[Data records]
%%

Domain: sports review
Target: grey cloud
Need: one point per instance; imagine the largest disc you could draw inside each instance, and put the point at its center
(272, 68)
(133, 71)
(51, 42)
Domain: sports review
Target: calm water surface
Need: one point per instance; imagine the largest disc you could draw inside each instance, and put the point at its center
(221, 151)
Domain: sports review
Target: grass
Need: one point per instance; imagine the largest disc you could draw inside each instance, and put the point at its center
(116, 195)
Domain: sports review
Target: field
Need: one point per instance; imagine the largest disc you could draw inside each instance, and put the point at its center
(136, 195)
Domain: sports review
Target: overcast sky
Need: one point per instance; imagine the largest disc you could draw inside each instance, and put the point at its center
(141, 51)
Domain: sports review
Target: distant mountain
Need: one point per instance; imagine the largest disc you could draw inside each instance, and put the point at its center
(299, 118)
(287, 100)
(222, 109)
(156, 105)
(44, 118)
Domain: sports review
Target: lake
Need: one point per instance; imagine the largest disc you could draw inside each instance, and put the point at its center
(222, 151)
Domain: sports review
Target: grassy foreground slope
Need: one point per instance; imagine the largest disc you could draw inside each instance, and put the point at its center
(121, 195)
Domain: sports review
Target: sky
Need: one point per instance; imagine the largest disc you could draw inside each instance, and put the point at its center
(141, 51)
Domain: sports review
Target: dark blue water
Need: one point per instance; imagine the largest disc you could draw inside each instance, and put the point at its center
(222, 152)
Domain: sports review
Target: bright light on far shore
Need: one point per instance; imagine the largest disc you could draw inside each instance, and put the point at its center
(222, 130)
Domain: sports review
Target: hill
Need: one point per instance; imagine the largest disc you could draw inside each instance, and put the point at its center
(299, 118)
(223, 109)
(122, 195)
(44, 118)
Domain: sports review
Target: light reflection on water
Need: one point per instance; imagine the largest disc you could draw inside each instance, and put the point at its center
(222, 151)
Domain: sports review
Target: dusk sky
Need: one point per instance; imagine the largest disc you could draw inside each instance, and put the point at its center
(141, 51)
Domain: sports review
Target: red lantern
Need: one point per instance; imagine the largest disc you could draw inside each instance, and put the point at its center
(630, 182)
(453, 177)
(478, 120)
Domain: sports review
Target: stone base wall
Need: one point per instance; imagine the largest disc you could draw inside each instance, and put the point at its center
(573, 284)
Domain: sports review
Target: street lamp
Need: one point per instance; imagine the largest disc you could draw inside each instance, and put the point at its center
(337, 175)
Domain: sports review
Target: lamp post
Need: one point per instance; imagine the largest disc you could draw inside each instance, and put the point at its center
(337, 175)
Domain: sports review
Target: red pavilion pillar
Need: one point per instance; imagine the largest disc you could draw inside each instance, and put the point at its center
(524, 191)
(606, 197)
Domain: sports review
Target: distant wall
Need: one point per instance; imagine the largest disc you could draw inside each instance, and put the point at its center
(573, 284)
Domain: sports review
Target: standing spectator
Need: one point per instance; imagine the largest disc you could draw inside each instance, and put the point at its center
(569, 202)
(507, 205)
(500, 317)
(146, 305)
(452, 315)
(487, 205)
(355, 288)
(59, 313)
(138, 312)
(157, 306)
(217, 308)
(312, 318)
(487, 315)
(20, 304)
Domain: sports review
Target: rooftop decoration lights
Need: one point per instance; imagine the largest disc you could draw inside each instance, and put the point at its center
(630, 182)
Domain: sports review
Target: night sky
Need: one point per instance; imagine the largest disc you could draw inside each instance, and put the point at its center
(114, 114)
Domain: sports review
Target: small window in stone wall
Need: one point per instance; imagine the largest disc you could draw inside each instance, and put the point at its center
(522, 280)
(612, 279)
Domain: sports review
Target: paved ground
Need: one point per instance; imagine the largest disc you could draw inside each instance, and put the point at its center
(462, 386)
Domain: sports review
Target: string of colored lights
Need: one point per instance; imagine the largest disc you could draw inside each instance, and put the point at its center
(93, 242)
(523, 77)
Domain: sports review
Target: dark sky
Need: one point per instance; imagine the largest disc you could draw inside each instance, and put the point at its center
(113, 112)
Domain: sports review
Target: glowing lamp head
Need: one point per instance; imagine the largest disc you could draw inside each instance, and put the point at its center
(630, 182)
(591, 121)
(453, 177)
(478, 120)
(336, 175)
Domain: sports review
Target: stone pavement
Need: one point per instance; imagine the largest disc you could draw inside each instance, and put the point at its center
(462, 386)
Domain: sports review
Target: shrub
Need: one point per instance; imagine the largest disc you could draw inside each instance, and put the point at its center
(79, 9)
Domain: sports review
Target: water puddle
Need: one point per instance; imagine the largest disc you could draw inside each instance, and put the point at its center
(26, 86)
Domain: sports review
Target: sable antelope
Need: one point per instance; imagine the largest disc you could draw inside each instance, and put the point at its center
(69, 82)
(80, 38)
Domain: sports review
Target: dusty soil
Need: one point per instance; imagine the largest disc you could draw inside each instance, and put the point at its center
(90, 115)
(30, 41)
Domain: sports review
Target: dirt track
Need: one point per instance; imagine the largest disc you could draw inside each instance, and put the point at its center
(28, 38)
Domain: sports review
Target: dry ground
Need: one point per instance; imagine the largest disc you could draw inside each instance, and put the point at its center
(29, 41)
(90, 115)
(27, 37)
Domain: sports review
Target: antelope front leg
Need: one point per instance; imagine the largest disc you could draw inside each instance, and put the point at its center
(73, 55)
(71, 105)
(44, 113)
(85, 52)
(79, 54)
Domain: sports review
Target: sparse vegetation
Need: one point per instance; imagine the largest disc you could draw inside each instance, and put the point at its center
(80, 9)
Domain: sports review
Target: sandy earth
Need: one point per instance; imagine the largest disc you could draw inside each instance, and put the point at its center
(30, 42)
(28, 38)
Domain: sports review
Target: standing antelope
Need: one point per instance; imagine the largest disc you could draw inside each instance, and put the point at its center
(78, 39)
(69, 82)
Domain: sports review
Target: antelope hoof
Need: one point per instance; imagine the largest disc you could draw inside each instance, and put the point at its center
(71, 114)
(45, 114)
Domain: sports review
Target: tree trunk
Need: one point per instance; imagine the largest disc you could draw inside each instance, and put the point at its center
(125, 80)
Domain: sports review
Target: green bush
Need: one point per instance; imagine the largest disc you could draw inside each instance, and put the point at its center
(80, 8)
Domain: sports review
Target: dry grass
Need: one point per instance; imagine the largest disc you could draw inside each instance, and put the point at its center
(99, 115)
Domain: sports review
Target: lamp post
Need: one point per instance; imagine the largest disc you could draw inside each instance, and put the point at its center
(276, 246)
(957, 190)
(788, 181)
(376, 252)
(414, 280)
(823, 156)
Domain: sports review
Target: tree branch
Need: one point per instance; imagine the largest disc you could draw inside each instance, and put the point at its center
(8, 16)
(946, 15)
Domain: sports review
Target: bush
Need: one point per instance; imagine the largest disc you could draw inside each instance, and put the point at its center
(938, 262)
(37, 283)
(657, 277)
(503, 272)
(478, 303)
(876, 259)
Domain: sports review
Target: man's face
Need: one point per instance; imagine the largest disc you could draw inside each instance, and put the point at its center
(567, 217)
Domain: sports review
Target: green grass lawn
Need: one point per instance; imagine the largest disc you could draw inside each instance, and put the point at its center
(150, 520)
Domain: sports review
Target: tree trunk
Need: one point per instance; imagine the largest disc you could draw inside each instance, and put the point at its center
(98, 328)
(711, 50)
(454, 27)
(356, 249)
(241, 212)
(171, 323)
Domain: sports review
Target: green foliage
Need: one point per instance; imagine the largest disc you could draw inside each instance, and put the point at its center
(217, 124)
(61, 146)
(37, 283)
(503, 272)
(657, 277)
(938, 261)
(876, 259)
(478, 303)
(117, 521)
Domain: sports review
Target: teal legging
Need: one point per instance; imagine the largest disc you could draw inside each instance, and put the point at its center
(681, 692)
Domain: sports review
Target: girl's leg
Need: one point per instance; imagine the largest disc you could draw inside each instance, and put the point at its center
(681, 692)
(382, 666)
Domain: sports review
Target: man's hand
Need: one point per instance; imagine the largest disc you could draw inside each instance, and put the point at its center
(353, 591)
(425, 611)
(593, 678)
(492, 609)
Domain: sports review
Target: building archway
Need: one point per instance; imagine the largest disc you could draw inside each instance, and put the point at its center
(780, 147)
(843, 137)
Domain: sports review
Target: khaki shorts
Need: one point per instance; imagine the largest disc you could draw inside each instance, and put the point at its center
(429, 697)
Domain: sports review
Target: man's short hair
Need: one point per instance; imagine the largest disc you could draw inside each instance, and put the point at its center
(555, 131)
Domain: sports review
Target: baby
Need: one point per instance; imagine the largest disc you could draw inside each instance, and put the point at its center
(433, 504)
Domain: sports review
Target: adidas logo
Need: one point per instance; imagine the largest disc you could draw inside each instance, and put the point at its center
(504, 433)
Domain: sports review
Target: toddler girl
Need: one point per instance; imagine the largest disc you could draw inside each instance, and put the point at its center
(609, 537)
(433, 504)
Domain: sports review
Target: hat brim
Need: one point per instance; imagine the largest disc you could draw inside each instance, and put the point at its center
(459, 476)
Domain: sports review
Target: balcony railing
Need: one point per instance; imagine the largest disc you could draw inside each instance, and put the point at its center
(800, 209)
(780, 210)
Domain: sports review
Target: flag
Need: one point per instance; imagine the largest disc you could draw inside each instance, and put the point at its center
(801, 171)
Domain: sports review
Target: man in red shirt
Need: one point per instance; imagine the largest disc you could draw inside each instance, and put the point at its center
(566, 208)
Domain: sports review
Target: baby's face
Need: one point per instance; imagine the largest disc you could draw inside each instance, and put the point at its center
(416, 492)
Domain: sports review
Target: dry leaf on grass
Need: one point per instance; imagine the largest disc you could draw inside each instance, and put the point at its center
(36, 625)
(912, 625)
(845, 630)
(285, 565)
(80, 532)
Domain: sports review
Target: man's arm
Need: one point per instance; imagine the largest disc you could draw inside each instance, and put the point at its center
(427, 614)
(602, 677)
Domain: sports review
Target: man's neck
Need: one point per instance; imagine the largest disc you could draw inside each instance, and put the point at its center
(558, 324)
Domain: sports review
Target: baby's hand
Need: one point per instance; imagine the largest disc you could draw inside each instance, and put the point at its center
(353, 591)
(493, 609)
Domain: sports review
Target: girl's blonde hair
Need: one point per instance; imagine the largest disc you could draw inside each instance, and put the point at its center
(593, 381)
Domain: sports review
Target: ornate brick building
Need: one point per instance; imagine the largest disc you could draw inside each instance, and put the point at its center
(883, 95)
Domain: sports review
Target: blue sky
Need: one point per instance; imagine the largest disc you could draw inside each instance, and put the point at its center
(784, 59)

%%

### Task brief
Please copy out each line of the data in which the word "green" occurs.

### Written reply
Target: green bush
Target: green grass lawn
Target: green foliage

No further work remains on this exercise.